[Stored data entries]
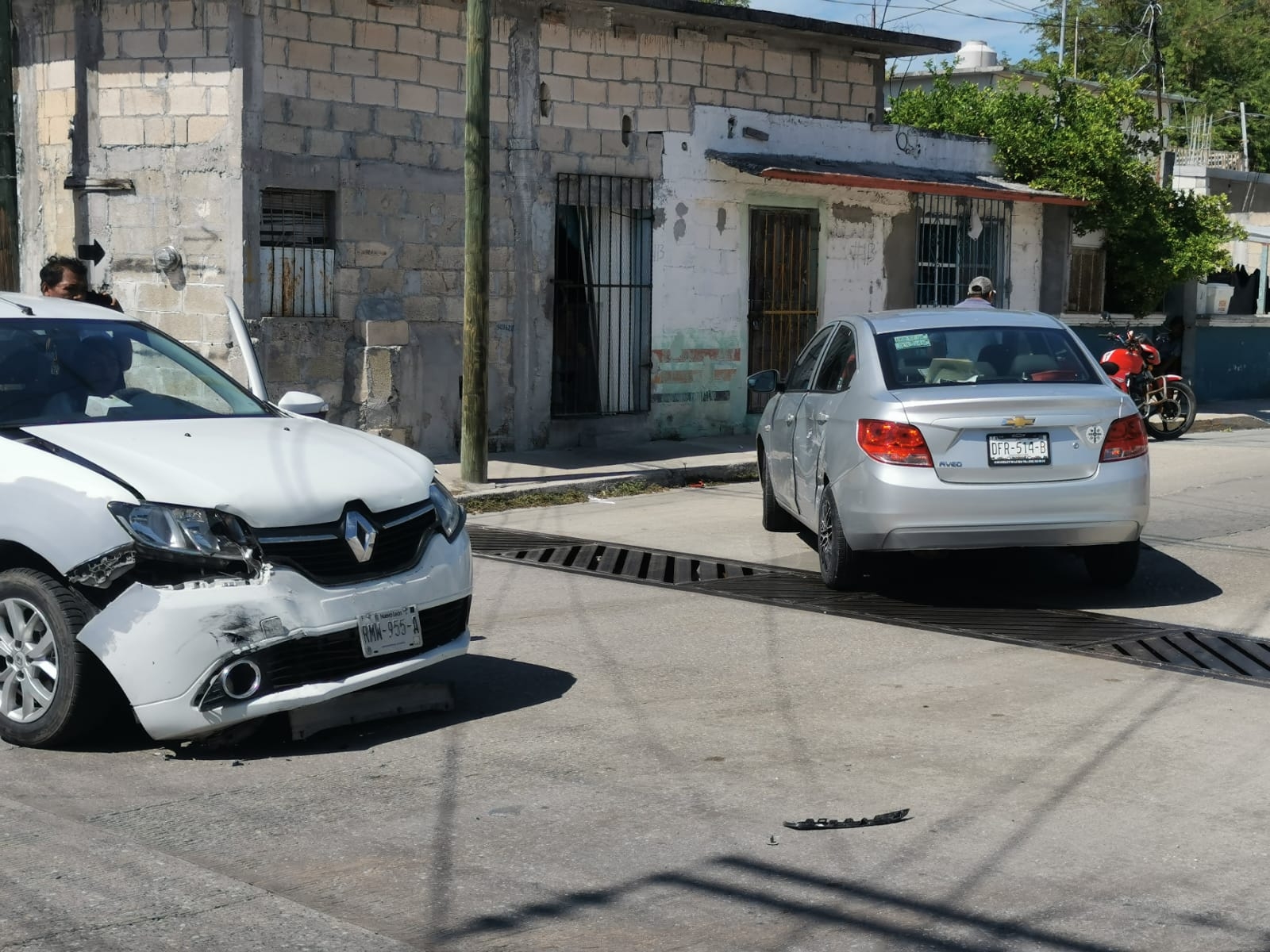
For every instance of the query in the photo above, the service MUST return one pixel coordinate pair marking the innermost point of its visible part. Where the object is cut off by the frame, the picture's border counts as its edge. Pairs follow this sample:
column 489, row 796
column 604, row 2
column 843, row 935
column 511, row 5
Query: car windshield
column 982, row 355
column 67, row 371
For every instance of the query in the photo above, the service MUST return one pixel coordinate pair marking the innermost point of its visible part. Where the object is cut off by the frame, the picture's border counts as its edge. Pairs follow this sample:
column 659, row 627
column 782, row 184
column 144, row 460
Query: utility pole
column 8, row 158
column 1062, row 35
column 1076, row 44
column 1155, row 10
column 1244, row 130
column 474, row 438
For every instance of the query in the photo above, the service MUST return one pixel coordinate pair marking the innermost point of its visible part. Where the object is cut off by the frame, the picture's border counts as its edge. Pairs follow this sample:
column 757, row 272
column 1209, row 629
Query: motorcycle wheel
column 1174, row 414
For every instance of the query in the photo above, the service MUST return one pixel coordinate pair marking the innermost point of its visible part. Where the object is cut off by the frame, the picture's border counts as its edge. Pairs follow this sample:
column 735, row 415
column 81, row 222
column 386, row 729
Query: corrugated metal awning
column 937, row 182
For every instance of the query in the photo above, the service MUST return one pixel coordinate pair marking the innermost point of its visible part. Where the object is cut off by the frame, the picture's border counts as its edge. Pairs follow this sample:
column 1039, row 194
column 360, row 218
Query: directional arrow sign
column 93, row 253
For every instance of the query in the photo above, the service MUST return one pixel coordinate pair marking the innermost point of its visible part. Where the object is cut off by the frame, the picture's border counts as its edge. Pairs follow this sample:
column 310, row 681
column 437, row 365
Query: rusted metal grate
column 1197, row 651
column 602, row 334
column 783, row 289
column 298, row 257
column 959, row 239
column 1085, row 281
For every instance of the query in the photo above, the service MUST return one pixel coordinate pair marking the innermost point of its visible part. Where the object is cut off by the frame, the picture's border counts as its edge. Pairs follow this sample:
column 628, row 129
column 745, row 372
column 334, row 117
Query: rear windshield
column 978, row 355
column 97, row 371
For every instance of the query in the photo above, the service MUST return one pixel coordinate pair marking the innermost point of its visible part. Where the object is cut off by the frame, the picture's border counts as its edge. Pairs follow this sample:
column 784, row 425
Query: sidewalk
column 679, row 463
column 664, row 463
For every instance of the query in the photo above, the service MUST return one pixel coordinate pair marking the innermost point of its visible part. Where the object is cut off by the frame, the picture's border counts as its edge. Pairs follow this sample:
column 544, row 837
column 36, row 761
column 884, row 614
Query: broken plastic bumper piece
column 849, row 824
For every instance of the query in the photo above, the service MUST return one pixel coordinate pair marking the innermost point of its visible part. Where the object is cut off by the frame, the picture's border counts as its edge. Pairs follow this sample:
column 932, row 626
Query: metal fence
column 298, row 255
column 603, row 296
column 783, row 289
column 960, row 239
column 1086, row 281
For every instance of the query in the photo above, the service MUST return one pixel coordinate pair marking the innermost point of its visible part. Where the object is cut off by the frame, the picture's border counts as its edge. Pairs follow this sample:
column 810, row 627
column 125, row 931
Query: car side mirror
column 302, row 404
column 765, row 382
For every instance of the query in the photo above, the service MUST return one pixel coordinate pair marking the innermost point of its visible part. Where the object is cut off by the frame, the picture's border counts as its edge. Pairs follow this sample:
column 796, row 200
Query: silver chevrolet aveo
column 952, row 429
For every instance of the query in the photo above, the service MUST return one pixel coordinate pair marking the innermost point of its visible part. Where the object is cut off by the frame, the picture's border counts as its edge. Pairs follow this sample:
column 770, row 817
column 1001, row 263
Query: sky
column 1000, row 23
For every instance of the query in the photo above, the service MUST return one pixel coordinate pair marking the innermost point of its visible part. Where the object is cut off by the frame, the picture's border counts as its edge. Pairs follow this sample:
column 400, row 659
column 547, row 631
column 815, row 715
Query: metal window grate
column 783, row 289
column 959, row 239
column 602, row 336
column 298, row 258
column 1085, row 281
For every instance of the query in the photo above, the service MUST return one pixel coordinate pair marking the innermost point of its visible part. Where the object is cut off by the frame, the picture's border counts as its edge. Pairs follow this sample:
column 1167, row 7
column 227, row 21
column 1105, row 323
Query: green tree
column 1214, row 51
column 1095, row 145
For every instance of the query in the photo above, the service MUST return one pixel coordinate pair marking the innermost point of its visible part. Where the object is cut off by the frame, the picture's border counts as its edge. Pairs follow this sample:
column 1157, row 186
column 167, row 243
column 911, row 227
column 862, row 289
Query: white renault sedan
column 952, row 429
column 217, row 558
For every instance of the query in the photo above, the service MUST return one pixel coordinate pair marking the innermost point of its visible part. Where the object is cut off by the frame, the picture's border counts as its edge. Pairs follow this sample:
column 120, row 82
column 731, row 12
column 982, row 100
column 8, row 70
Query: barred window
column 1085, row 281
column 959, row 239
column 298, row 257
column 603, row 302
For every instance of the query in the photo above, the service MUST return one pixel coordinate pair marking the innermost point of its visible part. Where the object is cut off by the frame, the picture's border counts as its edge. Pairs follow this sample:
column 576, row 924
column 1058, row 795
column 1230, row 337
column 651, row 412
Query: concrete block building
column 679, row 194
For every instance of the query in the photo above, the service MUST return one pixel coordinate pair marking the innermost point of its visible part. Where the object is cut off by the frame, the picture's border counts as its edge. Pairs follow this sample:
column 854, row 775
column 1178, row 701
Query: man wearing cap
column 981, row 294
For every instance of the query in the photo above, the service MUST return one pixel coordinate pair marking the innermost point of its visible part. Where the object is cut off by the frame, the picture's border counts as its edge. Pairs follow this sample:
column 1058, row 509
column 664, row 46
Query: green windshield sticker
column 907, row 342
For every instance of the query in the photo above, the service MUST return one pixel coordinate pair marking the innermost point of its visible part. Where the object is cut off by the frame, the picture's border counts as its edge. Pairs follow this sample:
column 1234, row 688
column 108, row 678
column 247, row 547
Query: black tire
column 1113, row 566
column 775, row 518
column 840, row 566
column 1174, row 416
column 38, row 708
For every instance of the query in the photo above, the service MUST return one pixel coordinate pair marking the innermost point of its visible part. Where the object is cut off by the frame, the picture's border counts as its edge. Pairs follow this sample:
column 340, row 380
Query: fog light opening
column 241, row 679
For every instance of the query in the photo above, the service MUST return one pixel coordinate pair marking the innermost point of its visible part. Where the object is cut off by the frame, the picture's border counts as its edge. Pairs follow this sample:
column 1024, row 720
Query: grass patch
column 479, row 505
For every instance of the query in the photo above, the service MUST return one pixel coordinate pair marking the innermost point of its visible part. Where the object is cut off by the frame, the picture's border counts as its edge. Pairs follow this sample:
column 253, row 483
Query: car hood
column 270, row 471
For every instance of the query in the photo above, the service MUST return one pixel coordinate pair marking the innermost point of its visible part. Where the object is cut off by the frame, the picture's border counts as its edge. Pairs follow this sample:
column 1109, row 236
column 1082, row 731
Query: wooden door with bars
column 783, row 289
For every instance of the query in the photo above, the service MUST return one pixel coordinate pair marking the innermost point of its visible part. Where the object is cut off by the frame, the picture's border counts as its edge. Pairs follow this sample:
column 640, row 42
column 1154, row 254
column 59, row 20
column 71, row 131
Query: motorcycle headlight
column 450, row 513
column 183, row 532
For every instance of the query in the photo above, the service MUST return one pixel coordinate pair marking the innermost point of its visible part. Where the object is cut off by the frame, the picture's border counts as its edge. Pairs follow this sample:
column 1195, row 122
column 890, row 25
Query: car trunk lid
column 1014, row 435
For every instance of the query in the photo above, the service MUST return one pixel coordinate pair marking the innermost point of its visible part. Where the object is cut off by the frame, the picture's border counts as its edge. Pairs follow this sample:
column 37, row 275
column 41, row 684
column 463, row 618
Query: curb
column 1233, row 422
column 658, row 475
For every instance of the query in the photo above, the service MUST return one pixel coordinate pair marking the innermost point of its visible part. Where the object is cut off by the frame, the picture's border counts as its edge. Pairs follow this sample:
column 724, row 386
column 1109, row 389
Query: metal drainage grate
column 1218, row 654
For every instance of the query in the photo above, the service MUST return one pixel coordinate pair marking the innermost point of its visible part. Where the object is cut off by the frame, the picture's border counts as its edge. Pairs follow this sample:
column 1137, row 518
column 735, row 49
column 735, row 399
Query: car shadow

** Work instructions **
Beginning at the line above that contains "column 227, row 21", return each line exactly through the line that contains "column 8, row 70", and no others.

** Output for this exercise **
column 227, row 21
column 1105, row 323
Query: green tree
column 1214, row 51
column 1095, row 145
For every instance of the query in the photo above, the service MUST return one pixel coordinate pair marking the innermost point of its visible part. Where the object is cut off by the frame, the picture's border counts as its edge. Pairs follow this sample:
column 1157, row 186
column 167, row 243
column 911, row 227
column 862, row 289
Query: white renault sedan
column 952, row 429
column 217, row 558
For every instance of the query in the photo above, the service MUST return one pixel coordinate pair marking the innermost point of its visible part. Where the object is cut off by the frame, the picture's border counts as its edge. Pairs follow this sample:
column 120, row 82
column 731, row 12
column 982, row 100
column 8, row 70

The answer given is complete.